Расставаясь с C. К. Грейгом прибавим, что он немало содействовал распространению масонства в нашем флоте. Брошюра, появившаяся в Петербурге — Am Gralegreighs von В. F. v. D. — устанавливает, что Грейг, — с 1775 г. состоявший командиром Кронштадтского порта, — был одним из основателей масонской ложи Нептун. В 1788 г. он стоял во главе этой ложи в Кронштадте и, вероятно, служил связующим звеном между английским и русским масонством. По реляциям Грейга в Гогландском сражении участвовало немало членов ложи Нептун. Имеются указания, что на корабле «Ростислав» собирались им масоны-офицеры. Надо полагать, что переписка, возникшая между Грейгом и герцогом Карлом Зюдерманландским по поводу брандскугелей, также вытекала из принадлежности обоих к масонской ложе, так как масоны установили между собой вводить гуманные начала в кровавую трагедию войны, а брандскугели являлись бесчеловечным средством взаимного истребления. Первый написал Грейг. Он уведомлял герцога, что имел «наистрожайшее повеление» не употреблять никакой «зажигательной материи». Между тем шведы прибегали к брандскугелям. Шведы, в свою очередь, утверждали, что 15 брандскугелей было брошено в их суда нашей эскадрой Фондезина. Грейг давал слово, что искренне стремясь «умягчить свирепость войны», впредь не допустит их употребления в Российском флоте. Герцог ответил выражением недоверия к словам Грейга, в виду того, что, якобы некоторые шведские суда, сожжены «горючими ядрами». — Это задело Грейга, и он послал новое довольно резкое письмо.

_Блок данных_.
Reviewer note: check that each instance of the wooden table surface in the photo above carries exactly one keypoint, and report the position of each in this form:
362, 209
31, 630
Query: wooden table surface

_Список заданий_.
• 1. В каком году, согласно фрагменту о Грейге, он стоял во главе ложи Нептун в Кронштадте?
• 2. Объясните, почему, согласно фрагменту о Грейге, его переписка с герцогом Карлом Зюдерманландским о брандскугелях, по-видимому, была связана с масонством обоих.
Данные в этой работе не понадобятся.

_Ответы по заданиям_.
• 1. В 1788 году.

• 2. Оба состояли в масонской ложе, а масоны условились вводить гуманные начала в войну. Брандскугели же были бесчеловечным средством взаимного истребления.